Quoted passage START
Excellent pitch! We had only one problem now...Dave's cam was still out there on the rock all by itself. Since the next pitch was my lead, I was the designated retriever. I climbed up about ten feet, clipped a pin and backed it up, then tried to pendulum over to the cam. This proved to be very difficult since I had to pendulum across a big dihedral which prevented me from running the whole way. A few fruitless leaps into space called for a change in strategy. I decided to climb up another fifteen feet to a small ledge. By this time my shoes were killing me, but that's just a lousy excuse for FALLING on a 5.8 move. Don't ask me what happened. I don't know. All of a sudden I just came off, but my pro was good and I fell only a couple feet. Rattled and somewhat pissed off, I climbed higher and put in two #2 Camalots to lower/pendulum off of in my desperate attempts to retrieve that blasted cam. I ended up having to sling a bush and place a nut as directionals before I finally got it. Climbing back up this section for the third time, I had an awkward time retrieving the nut before I could finally start the pitch for real.

If this doesn't sound like starting a pitch in the right frame of mind, you're a keen student of human nature. For some reason I turned this 5.8 pitch with "unexcelled hand jamming" into a nightmarish struggle to stay on the rock. I stemmed and laybacked the whole thing, cursing and sweating and slipping off holds. I reached a white birch tree near the top and hugged it like a long-lost friend. Somehow, I made it to the top, wrenched off my shoes, and lay panting and gasping in disbelief. I had thought of myself as being able to lead 5.8 in better style than that!

Dave followed the pitch coolly and led up a little balancy flake to a blueberry terrace below the final 5.9 overhanging chimney crack. He started up calmly and immediately confronted the first hard section. Placing much gear, he continued up to a decent rest, led past it, then backed off. "It's all there, I've just got to go for it!" he called down. He found more pro to protect these moves, then headed up. Ten feet above his pro he was still not through the crux. His whole body was shaking like a leaf and I totally expected him to lob at any second. I saw him finally pull through the overhang and breathed a sigh of relief.
Quoted passage END
Excerpted records START
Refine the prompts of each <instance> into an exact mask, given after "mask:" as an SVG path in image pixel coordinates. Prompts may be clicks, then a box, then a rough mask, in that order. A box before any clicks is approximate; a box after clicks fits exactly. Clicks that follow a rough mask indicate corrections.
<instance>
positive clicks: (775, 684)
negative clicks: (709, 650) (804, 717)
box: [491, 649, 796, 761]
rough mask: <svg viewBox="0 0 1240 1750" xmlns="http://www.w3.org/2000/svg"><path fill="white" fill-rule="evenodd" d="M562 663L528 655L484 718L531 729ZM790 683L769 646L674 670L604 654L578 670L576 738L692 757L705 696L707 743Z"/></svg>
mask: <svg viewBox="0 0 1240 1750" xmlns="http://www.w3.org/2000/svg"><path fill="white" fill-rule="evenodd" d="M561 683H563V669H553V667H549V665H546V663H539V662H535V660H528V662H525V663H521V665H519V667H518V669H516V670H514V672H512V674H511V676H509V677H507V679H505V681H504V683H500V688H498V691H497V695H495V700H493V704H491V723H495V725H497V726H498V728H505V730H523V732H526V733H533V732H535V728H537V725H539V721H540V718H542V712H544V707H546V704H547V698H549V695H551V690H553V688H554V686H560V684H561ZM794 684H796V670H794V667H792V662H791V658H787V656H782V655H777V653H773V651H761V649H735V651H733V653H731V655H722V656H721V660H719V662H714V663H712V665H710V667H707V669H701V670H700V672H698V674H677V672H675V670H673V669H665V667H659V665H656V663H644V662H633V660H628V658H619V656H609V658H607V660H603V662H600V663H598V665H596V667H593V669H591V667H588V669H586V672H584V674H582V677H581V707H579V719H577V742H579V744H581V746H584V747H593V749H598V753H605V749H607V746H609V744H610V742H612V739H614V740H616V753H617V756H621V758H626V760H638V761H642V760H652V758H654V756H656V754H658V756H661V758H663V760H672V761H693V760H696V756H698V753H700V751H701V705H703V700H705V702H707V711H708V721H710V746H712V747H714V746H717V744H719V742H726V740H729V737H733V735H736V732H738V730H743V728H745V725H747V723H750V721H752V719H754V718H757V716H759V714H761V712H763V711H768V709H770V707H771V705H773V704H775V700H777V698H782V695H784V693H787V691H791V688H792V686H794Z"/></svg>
Excerpted records END
» What you need to do:
A. From the climbing account's first paragraph, list every specific piece of climbing protection the narrator names.
B. Carry on the climbing account after its last sentence.

» Set of answers:
A.
- Cam (Dave's)
- Pin
- Two #2 Camalots
- Nut

B.
I had decided that the only way to feel better after my last lead was to kick some butt on this 5.9 pitch. I laced up my shoes for the last time, ignoring the now-familiar screams of protest from my feet, and grabbed the rock. I had to fist jam over the first hard bit, and the blood oozing from fresh wounds on the back of my hand only brought a grim smile to my lips. I worked steadily upward to the foreboding crux. I stepped up, took out the last cam, stepped back, got psyched, and went for it. As I pulled over the top, my wave of elation faded a couple notches as I realized that this wasn't, in fact, the top. The guidebook said that there were two 5.9 sections on this pitch, with the second near the end. I foolishly tried to convince myself that this last bit was really the section near the end. I couldn't fool myself for long, and the overhanging hand crack at the top beckoned evilishly. Even these hard moves were no match for my desire to finish the climb, and I was soon at the top giving Dave a high-five.

Just a minor problem remained. It was nothing, really. Although we were done with the technical climbing, we were still fairly exposed, so Dave belayed me while I got to safer ground. I picked a nice spot next to a tree, slung it, and brought Dave up. Hmmmm...We still didn't seem to be completely safe. Dave lead through on this "seventh" pitch until he got to actual safe ground. Just a minor miscalculation on my part. No big deal.